### [Fragmento proporcionado]
* * * * *
Rajoy se la juega, quizá más que nadie

  
El presidente del Gobierno español está ante el reto más formidable que un político pueda afrontar: un intento de golpe que conllevaría la separación de una parte del territorio español. Se juega algo más que su futuro político, y hasta su presente, si la respuesta moderada, contenida, que personalmente ahora apruebo –no su pasividad en el pasado–, no da frutos, y, tras la tarde-noche que sin duda será aciaga –como el resto del día—entre el 1 y el 2 de octubre, Puigdemont ensayase su última locura: lanzarse al balcón de la Generalitat y emular a Companys proclamando no el Estat Catalá, como en 1934, pero sí la República Independiente de Catalunya.
* * * * *
### [Acción requerida A]
Explica por qué, según el fragmento sobre Rajoy, el presidente del Gobierno afronta el reto más formidable que puede tener un político.
### [Acción requerida B]
Según el fragmento sobre Rajoy, ¿qué proclamó Companys en 1934?

### [Entradas mostradas]
* * * * *
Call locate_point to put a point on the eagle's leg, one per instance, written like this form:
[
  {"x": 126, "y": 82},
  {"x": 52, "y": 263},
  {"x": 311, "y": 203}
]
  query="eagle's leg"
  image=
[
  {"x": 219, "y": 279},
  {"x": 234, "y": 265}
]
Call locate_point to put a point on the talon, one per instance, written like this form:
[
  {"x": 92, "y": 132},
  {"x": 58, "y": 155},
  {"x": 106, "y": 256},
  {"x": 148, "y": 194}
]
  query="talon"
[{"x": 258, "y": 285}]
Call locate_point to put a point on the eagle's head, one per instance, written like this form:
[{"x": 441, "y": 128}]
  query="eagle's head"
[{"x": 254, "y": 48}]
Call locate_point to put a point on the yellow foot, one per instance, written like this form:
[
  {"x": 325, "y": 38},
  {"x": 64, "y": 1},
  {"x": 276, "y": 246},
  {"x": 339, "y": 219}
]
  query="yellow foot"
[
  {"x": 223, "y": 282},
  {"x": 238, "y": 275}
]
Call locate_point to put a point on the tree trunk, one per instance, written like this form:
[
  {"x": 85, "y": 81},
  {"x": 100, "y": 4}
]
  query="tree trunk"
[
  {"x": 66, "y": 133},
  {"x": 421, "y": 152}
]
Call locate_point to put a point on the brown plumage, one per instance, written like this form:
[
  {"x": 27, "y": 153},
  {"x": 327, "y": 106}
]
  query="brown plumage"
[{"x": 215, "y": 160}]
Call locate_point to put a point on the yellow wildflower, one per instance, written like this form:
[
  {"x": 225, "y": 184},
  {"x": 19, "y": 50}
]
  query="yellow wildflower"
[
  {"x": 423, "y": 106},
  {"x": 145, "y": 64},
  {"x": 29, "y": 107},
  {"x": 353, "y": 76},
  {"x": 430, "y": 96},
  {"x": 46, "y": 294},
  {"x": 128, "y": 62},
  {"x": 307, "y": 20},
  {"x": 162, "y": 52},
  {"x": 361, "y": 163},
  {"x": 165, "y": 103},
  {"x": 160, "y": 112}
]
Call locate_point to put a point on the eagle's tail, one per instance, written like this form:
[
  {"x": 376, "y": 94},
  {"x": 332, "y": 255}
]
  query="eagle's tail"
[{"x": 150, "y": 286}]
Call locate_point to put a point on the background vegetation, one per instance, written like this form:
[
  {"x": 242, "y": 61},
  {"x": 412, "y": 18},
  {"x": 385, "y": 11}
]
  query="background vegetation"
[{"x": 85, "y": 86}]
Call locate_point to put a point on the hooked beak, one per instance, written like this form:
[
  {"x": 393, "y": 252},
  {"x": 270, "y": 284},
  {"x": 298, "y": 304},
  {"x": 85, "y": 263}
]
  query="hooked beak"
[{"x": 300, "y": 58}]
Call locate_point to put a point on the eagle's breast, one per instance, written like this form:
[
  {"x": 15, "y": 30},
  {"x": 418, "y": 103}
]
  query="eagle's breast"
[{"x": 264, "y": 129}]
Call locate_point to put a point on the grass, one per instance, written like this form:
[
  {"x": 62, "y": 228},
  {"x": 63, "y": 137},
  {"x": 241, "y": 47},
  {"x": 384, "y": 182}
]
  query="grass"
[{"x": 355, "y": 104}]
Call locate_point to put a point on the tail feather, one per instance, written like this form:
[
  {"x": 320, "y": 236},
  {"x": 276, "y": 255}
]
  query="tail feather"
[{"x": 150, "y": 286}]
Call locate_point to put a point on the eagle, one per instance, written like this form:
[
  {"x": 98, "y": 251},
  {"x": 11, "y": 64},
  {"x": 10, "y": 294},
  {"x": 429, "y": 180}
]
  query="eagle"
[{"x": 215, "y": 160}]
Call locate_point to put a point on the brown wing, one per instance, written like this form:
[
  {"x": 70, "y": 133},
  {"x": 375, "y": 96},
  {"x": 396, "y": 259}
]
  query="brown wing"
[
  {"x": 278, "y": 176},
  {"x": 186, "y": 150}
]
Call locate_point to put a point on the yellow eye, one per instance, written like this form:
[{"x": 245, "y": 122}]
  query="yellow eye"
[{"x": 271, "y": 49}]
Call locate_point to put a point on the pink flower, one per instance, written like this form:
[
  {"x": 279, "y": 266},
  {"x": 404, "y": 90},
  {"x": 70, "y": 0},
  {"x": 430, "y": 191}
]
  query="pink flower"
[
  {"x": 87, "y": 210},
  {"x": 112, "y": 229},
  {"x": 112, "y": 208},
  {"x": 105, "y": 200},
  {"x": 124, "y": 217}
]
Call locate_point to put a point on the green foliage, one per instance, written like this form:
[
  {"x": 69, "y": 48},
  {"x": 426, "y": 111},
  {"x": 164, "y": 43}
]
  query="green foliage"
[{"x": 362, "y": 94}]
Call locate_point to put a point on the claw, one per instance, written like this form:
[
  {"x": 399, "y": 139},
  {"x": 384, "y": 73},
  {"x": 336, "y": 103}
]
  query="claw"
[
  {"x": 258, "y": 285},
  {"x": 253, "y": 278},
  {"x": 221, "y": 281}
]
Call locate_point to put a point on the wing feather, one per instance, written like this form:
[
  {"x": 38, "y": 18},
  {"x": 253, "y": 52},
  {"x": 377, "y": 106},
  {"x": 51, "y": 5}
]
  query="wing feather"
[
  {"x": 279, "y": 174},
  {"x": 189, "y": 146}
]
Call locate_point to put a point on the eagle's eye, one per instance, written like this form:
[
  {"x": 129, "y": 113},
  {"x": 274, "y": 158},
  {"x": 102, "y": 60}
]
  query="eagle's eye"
* * * * *
### [Tu respuesta A]
Se trata de un intento de golpe que conllevaría la separación de una parte del territorio español.

### [Tu respuesta B]
Companys proclamó el Estat Catalá.